* _INSTRUCTIONS FOR THE TASK_
Please output the lines shown below exactly as they appear.

* _RECORDS SHOWN_
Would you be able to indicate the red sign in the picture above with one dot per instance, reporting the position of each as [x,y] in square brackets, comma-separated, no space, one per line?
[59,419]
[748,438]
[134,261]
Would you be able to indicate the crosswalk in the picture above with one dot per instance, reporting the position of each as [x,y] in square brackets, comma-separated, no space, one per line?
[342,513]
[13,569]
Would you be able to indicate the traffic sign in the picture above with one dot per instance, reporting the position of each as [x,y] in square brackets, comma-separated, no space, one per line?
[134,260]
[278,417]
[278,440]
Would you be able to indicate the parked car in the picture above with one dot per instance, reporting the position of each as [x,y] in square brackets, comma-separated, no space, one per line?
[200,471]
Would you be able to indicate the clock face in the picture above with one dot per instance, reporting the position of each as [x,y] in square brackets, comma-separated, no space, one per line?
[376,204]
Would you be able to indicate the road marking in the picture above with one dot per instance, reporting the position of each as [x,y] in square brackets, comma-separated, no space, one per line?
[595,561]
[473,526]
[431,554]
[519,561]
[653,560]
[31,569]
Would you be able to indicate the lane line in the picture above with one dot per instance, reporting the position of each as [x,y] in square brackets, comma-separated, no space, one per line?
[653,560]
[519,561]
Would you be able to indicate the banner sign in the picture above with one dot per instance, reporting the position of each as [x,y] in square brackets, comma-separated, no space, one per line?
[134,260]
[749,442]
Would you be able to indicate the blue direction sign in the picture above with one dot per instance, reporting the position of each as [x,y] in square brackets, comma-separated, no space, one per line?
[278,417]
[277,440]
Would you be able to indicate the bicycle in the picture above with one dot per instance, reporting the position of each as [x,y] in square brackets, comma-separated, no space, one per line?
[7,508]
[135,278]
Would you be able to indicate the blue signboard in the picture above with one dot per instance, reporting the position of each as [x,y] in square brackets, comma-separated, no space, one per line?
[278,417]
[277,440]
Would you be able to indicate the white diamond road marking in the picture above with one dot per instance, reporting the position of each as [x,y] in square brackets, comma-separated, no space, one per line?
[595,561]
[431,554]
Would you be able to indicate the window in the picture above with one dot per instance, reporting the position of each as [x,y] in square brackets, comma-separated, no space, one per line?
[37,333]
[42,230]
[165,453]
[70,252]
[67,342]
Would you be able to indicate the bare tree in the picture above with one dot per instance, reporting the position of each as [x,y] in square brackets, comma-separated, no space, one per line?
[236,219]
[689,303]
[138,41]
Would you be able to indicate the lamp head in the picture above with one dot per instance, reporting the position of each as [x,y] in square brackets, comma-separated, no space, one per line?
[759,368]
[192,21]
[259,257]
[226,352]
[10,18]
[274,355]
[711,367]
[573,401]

* _ANSWER TO THIS EXERCISE_
Would you be able to indicate the red sign in the picture above with one dot per instance, reporting the position of each as [x,y] in square brackets, comma-separated, no space, one per line?
[59,419]
[748,438]
[134,261]
Would you be able to indicate the crosswalk in the picture above with one dot per instance, reporting the position of each as [x,y] in square brackets, comma-separated, no space, one per line?
[342,513]
[13,569]
Would you be able to indicate the traffic sign in the picture above with one dot per instance, reporting the position of each as [x,y] in square brackets, comma-separated, no space, one per line?
[134,260]
[278,417]
[278,440]
Would you be able to indicate the parked car in the picture above with one dot per instance, reporting the position of each as [x,y] in square brackets, comma-separated, no space, one per line?
[200,471]
Would you be able to indicate the clock face in the picture above with one dot per instance, reporting the position of each as [x,y] in square brackets, comma-separated, no space, one per line?
[376,204]
Would you be able to indicate the road marking in the picture above with one dot per instance, reporting the position of each as [x,y] in square brackets, comma-separated, no space, one per line?
[595,561]
[473,526]
[431,554]
[519,561]
[653,560]
[31,569]
Would you be able to indicate the lane line in the picture above with one dot per instance, reporting the position of each as [x,y] in square brackets, comma-separated, no space, one per line?
[653,560]
[519,561]
Would you be able to indicate the banner sign in the picture above with one dot per instance, reporting the position of each as [x,y] in square brackets, comma-separated, no space, one per line?
[134,260]
[749,442]
Would you be able to indicate the blue direction sign in the picture above with one dot per instance, reporting the position of each as [x,y] in square brackets, comma-separated, no space, one per line?
[278,417]
[277,440]
Would you be able to indicate the bicycle in the picture above with one dot per instance, reporting the position of each as [x,y] in square brackets, comma-separated, no space, one per line?
[7,508]
[135,278]
Would you be able to indicate the blue signboard in the picture above with one dot per instance, reporting the position of each as [x,y] in square brackets, comma-separated, no space, one per line?
[278,417]
[277,440]
Would you be able to indicate the white diamond road marking in the picture above with one dot per instance, reporting the position of each as [x,y] in square brackets, comma-separated, no space, one per line?
[595,561]
[431,554]
Would you be able to indicate the window in the picture above with one dot per instance, reporting the position of each as [x,y] in square brackets, comma-separated, no space, one per line?
[37,333]
[42,230]
[165,453]
[70,252]
[67,342]
Would you be able to indicate the bare tree in the picture above with one dot per instance, reporting the position of each as [x,y] in square brackets, comma-separated, no space, one per line?
[236,219]
[689,303]
[138,41]
Would you be able to indicate the lamp head in the picture above with one dot per instance, reporting the position of each as [x,y] in square brackets, comma-separated, no space, one per line?
[759,368]
[192,21]
[259,257]
[226,352]
[10,18]
[274,355]
[711,367]
[573,401]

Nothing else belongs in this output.